● Task item
Please find all lines in the data that hold the string "woman" and copy them.

──────────────────────────────

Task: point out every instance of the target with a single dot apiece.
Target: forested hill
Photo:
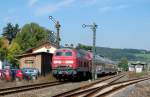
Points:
(116, 54)
(130, 54)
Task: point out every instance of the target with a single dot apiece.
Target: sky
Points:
(121, 23)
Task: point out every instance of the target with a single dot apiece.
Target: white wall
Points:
(44, 49)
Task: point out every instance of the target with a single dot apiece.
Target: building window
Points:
(29, 61)
(48, 51)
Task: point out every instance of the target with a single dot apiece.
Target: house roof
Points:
(31, 54)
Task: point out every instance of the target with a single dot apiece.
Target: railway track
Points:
(101, 91)
(113, 87)
(12, 90)
(90, 87)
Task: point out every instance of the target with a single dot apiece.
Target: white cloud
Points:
(49, 8)
(32, 2)
(112, 8)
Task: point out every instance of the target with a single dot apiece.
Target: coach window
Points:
(84, 64)
(59, 53)
(68, 53)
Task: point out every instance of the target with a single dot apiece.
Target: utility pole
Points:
(93, 27)
(57, 26)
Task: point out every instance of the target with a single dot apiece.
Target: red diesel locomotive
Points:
(71, 64)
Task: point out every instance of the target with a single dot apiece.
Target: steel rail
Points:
(77, 90)
(18, 89)
(91, 94)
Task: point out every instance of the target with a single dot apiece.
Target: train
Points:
(69, 63)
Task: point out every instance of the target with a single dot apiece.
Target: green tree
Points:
(13, 51)
(123, 63)
(3, 50)
(31, 35)
(10, 31)
(81, 46)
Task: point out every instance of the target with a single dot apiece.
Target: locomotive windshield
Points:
(59, 53)
(68, 53)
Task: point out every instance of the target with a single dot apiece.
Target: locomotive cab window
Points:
(68, 53)
(59, 53)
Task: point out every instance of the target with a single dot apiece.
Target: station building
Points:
(39, 57)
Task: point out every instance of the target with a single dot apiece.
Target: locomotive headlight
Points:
(57, 61)
(69, 62)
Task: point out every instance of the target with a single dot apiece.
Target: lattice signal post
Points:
(57, 26)
(93, 27)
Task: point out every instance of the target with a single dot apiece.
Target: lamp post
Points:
(93, 27)
(57, 26)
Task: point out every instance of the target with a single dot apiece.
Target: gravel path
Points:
(50, 91)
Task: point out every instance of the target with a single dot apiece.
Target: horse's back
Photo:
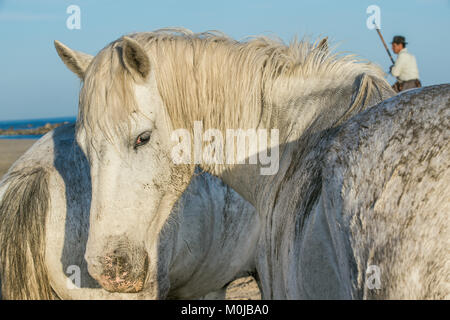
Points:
(387, 171)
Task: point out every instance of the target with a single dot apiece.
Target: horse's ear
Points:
(135, 58)
(76, 61)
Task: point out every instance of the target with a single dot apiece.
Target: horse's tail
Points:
(23, 211)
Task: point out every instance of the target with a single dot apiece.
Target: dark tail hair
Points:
(23, 211)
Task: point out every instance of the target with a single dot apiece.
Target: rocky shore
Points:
(32, 131)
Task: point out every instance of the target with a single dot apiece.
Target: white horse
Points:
(326, 214)
(44, 213)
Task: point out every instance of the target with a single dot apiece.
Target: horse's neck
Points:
(298, 118)
(216, 226)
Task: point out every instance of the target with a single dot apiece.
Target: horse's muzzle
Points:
(122, 270)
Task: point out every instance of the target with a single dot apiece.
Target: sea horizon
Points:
(23, 124)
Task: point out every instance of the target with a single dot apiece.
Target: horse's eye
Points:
(142, 139)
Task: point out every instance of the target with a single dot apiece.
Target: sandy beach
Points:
(11, 150)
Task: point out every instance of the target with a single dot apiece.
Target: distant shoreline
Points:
(31, 129)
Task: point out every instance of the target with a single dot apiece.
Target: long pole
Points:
(384, 43)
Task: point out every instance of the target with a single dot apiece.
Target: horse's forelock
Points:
(201, 75)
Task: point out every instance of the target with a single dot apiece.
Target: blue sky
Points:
(35, 84)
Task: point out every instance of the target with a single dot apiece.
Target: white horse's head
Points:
(134, 182)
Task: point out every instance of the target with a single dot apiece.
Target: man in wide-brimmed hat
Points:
(405, 68)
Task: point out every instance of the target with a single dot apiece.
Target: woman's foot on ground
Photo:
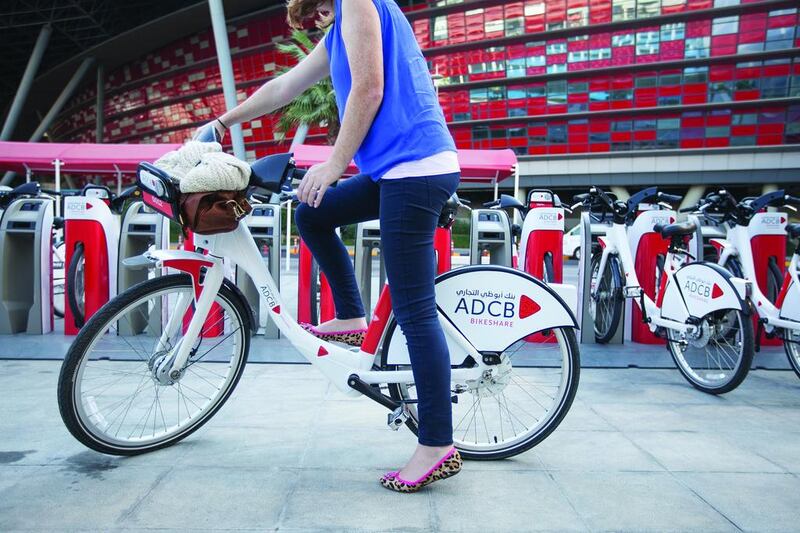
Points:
(336, 325)
(424, 458)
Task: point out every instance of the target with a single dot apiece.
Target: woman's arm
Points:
(280, 91)
(361, 32)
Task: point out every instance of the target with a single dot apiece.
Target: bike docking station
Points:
(142, 229)
(314, 296)
(91, 229)
(767, 232)
(541, 244)
(26, 259)
(588, 243)
(648, 249)
(264, 222)
(490, 231)
(368, 239)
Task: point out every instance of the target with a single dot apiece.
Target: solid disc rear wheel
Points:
(518, 407)
(109, 393)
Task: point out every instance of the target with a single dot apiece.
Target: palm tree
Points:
(316, 106)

──────────────────────────────

● Answer space
Target: woman's foot on ground
Target: woman's arm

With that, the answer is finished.